How to complete this task: Could you show each line of the records that contains the word "grass"?

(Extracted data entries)
:::::
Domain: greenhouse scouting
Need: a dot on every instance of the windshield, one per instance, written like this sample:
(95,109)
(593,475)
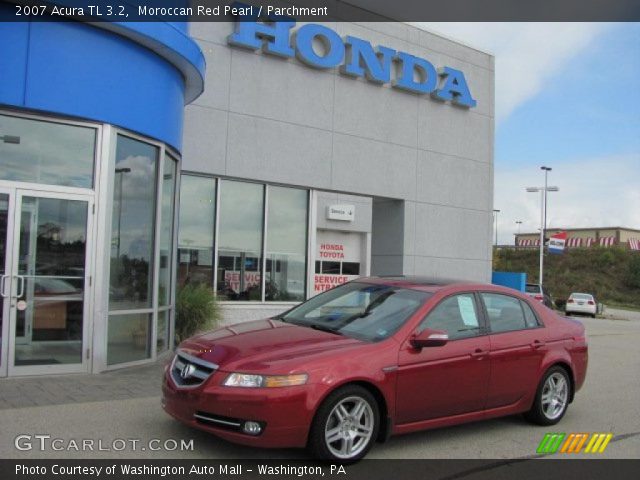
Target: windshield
(359,310)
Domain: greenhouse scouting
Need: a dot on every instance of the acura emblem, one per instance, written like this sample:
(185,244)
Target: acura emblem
(187,371)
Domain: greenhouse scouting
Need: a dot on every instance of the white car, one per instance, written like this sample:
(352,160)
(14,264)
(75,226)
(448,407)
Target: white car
(582,303)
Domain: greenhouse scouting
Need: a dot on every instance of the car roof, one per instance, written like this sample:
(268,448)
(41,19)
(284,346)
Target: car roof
(427,284)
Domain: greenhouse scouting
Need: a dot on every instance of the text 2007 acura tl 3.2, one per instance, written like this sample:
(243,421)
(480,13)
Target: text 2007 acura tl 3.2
(378,357)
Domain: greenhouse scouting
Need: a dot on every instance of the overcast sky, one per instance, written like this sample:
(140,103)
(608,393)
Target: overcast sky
(567,96)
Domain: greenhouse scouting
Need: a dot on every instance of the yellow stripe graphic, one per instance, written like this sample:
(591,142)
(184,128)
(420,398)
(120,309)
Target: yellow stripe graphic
(605,443)
(599,440)
(584,439)
(591,442)
(567,442)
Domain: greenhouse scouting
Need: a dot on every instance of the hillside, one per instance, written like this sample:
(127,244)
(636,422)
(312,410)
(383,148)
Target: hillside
(611,274)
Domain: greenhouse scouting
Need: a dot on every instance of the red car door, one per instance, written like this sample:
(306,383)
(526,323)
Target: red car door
(450,379)
(518,347)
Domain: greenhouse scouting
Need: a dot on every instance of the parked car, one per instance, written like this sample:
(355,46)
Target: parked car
(582,303)
(377,357)
(540,293)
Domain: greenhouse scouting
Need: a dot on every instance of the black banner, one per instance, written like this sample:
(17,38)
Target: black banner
(521,469)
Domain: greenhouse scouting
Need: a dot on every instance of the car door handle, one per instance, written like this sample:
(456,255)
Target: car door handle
(3,281)
(478,353)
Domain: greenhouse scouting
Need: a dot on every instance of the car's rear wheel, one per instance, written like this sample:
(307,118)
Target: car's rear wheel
(345,425)
(552,397)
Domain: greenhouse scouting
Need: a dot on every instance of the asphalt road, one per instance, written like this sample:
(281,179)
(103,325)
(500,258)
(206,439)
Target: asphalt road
(609,402)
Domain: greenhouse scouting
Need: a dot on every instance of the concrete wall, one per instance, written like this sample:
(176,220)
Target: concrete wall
(428,165)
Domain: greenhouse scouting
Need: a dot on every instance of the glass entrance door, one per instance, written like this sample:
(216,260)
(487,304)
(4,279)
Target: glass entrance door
(4,278)
(47,283)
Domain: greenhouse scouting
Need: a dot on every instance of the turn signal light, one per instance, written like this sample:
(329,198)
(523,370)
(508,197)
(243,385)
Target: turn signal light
(285,380)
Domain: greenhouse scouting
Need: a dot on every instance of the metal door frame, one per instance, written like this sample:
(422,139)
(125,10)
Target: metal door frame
(87,326)
(5,282)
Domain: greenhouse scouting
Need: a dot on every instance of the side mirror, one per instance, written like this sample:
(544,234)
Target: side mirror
(429,338)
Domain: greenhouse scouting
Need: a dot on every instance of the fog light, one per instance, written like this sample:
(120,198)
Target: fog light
(252,428)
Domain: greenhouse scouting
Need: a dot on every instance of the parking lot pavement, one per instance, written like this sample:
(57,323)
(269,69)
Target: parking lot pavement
(607,403)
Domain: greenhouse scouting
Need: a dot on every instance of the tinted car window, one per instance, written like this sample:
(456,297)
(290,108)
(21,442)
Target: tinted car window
(529,317)
(532,288)
(456,315)
(505,312)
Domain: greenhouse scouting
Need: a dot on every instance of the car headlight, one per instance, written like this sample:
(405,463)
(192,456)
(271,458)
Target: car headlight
(255,381)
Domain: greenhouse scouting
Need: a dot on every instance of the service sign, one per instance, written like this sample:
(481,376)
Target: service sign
(353,57)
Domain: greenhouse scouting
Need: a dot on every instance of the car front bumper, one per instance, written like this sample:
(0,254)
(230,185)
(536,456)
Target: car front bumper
(284,413)
(576,308)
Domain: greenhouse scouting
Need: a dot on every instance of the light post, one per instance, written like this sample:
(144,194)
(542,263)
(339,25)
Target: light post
(120,172)
(543,215)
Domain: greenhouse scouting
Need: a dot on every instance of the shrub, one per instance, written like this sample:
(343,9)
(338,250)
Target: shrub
(196,310)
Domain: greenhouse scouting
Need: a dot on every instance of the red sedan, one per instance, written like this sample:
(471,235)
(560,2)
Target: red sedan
(378,357)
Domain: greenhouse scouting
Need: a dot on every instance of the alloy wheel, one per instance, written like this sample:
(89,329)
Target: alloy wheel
(349,427)
(555,394)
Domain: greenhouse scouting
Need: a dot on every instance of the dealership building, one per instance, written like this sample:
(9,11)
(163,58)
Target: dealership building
(268,160)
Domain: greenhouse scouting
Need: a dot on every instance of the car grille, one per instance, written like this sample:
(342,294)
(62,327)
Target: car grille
(218,421)
(188,371)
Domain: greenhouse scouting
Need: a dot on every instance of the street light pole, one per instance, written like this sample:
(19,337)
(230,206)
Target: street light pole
(544,228)
(543,212)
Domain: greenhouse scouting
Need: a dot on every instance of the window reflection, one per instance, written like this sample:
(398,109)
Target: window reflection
(195,235)
(166,230)
(132,241)
(240,238)
(45,152)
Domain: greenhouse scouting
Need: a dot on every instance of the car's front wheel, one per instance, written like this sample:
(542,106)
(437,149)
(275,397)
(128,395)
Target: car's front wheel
(552,397)
(345,425)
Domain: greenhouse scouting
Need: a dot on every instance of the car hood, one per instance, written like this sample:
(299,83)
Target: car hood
(265,346)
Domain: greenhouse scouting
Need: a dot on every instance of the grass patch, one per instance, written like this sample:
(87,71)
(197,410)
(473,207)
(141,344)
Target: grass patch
:::::
Task result:
Need: a dot on every instance of the grass patch, one per instance, written like this sample:
Target: grass patch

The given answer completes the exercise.